PASSAGE CITÉ>
• • • • • • •

Climat

Les observations en 2015 rattrapent les modèles climatiques

Avec le dernier record de chaleur annoncé par la NOAA pour le mois d’octobre, la température moyenne observée sur la période janvier-octobre est désormais de +0,86°C. On peut d’ores et déjà annoncer que cette année 2015 collera parfaitement aux prévisions des modèles utilisés dans le dernier rapport du GIEC.

Le scénario climatique RCP6 prévoyait pour cette année 2015 une anomalie globale de +0,87°C par rapport à la température moyenne au 20è siècle. Or il s’avère que les observations de la NOAA sur janvier-octobre portent effectivement la moyenne à 0,86°C. Il n’y a donc quasiment aucune différence entre la prévision centrale des modèles et les observations sur le terrain – pour cette année 2015 du moins. Novembre et décembre devraient être plus chauds que la moyenne de 2015 et le bilan final de la NOAA devrait même excéder légèrement la prévision du modèle pour le scénario RCP6.

• • • • • • •

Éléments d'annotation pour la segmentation
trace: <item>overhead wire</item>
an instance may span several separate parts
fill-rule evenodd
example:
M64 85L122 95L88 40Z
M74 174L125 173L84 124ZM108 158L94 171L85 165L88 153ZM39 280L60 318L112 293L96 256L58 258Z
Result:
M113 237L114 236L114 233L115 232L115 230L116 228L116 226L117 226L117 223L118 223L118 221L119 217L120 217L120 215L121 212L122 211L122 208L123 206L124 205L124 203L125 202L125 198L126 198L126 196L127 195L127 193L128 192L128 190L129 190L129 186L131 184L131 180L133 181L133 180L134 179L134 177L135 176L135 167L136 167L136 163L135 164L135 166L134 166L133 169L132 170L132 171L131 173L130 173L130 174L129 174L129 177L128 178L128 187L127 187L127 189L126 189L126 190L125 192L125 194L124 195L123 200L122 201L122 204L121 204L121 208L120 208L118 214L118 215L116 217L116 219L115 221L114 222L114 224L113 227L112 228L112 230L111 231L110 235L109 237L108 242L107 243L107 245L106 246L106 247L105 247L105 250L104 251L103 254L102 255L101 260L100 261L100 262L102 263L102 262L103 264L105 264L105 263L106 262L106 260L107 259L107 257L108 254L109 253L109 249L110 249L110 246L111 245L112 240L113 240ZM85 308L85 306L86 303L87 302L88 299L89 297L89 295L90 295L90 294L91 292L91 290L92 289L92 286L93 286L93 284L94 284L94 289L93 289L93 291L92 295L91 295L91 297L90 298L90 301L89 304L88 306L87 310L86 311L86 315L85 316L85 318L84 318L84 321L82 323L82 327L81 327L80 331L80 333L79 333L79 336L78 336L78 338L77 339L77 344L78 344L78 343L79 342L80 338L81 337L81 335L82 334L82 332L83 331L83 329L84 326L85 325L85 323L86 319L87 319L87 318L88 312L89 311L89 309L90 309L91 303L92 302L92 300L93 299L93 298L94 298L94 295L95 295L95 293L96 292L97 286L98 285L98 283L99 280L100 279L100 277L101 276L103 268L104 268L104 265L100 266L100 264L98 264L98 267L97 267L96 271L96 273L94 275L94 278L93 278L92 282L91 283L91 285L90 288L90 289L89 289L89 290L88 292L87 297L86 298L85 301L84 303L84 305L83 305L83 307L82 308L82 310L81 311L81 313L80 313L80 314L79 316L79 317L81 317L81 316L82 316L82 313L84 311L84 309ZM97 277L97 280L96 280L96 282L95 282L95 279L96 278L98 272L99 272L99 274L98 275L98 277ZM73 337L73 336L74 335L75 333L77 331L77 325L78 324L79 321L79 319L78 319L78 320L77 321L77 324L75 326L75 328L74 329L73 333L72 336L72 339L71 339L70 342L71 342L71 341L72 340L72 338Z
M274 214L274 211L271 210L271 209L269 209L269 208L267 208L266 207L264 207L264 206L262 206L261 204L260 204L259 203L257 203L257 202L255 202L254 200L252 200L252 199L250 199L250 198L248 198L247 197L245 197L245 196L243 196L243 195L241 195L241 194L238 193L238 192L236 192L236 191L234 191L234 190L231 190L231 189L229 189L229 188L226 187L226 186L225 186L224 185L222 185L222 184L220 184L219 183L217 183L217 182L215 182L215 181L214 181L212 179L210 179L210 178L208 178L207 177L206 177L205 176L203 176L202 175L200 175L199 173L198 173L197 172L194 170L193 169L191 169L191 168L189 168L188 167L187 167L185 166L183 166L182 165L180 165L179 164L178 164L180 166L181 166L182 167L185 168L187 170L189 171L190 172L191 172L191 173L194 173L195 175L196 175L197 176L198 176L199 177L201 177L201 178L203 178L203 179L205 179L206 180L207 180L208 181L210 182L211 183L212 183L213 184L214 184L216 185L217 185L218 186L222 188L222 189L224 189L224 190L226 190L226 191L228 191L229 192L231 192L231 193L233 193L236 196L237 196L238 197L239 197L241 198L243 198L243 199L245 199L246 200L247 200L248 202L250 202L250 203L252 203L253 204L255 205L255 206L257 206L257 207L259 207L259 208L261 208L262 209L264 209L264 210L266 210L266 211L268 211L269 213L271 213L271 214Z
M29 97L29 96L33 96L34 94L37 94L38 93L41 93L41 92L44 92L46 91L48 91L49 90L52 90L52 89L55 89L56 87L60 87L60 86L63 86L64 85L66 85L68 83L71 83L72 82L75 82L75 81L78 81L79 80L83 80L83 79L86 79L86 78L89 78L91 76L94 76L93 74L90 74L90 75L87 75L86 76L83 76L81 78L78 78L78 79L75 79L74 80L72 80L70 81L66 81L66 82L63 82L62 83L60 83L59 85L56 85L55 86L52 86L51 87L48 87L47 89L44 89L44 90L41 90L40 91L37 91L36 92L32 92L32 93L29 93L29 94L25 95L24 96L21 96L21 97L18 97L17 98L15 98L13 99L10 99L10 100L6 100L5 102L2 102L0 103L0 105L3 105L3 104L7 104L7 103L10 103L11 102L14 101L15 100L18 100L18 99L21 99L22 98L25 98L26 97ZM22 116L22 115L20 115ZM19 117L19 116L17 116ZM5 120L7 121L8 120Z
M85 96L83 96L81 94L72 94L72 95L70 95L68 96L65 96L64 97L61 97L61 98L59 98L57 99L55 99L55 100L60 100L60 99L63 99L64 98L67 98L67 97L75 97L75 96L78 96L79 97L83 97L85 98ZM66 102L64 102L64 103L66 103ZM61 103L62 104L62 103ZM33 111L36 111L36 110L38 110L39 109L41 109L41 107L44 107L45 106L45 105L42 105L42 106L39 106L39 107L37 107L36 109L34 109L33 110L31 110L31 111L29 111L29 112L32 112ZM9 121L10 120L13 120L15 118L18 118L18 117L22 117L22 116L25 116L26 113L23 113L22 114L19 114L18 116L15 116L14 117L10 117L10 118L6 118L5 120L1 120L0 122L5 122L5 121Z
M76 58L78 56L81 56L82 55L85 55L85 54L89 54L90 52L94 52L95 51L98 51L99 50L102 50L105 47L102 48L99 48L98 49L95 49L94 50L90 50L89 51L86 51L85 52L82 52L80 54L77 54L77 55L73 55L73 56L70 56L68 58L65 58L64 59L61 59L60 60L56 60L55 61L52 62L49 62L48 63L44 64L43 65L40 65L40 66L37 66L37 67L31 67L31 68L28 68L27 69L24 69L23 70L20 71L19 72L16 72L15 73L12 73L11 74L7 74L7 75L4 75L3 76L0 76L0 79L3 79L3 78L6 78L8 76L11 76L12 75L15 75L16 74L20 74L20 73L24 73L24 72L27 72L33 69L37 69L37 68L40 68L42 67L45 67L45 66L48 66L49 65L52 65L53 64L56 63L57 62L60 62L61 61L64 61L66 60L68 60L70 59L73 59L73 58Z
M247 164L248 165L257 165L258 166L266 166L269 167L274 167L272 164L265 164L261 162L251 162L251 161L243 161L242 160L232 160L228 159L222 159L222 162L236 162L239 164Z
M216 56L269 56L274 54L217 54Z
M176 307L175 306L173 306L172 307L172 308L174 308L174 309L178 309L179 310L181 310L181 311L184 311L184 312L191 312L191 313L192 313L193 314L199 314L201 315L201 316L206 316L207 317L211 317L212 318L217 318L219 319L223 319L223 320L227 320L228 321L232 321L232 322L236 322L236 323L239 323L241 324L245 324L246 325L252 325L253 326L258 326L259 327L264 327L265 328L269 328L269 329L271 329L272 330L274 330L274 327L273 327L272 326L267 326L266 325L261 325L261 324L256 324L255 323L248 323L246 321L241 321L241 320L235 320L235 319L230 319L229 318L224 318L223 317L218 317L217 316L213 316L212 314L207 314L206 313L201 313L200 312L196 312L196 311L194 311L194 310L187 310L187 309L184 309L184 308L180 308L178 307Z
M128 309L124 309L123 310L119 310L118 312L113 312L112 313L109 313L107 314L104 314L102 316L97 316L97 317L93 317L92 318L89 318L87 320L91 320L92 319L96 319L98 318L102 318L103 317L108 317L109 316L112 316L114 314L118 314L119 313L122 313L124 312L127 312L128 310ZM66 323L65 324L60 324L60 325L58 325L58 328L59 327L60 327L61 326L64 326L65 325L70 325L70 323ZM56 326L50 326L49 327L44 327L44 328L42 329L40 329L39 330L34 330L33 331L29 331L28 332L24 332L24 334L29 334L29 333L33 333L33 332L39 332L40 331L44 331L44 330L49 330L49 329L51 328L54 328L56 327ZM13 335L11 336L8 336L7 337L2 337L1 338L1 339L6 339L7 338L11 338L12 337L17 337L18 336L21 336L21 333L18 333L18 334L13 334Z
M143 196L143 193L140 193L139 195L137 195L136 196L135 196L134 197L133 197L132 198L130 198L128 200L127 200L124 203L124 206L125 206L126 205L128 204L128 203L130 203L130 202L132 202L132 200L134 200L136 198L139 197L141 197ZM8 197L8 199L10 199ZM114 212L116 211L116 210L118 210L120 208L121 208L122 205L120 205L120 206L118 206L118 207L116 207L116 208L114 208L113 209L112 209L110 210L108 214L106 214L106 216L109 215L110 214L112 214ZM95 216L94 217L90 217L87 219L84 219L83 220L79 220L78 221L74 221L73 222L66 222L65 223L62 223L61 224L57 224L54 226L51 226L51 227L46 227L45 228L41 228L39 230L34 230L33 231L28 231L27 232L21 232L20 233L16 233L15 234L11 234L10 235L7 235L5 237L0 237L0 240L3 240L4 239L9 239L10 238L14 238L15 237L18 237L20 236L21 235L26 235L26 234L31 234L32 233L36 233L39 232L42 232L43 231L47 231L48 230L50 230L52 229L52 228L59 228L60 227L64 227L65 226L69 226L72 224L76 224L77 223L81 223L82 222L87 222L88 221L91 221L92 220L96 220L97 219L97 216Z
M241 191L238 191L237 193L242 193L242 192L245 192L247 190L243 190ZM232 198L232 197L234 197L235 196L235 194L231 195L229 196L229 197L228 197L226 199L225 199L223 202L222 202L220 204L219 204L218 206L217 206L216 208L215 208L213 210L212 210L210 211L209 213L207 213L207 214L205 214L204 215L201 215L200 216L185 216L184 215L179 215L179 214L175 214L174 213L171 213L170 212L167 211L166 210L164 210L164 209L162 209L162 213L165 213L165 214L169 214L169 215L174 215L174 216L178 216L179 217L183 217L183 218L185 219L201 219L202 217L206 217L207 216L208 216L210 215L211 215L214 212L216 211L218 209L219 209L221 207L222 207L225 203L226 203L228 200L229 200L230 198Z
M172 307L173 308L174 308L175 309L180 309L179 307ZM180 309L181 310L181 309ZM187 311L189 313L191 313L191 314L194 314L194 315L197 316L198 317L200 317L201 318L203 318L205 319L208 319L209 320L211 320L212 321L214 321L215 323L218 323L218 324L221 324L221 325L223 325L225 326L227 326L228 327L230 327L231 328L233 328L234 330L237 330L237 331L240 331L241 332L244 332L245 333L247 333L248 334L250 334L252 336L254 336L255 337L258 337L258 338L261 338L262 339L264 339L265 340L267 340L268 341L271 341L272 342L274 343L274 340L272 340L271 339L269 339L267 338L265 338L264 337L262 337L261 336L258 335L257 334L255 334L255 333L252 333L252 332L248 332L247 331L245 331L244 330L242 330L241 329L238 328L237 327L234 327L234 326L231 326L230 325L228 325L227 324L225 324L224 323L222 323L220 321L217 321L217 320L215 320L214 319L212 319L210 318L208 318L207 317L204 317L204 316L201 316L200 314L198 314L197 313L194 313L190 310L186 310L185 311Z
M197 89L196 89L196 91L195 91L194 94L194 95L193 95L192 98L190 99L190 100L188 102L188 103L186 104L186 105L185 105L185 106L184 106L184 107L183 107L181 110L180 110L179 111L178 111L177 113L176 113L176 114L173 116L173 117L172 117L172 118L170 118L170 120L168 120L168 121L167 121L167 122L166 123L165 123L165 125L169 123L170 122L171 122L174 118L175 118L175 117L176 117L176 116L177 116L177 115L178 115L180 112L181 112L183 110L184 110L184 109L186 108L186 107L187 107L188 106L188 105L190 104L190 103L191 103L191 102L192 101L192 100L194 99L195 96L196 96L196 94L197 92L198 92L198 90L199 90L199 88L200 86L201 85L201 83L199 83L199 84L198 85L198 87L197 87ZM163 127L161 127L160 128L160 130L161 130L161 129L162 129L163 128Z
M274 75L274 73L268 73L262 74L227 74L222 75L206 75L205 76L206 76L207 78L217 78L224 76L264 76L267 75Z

• • • • • • •

OBJECTIF INDIQUÉ> Reproduisez à l'identique le passage de l'article sur les températures de 2015 qui va de « Le scénario climatique RCP6 prévoyait » jusqu'à « le scénario RCP6. ».

SOLUTION PROPOSÉE>
Le scénario climatique RCP6 prévoyait pour cette année 2015 une anomalie globale de +0,87°C par rapport à la température moyenne au 20è siècle. Or il s’avère que les observations de la NOAA sur janvier-octobre portent effectivement la moyenne à 0,86°C. Il n’y a donc quasiment aucune différence entre la prévision centrale des modèles et les observations sur le terrain – pour cette année 2015 du moins. Novembre et décembre devraient être plus chauds que la moyenne de 2015 et le bilan final de la NOAA devrait même excéder légèrement la prévision du modèle pour le scénario RCP6.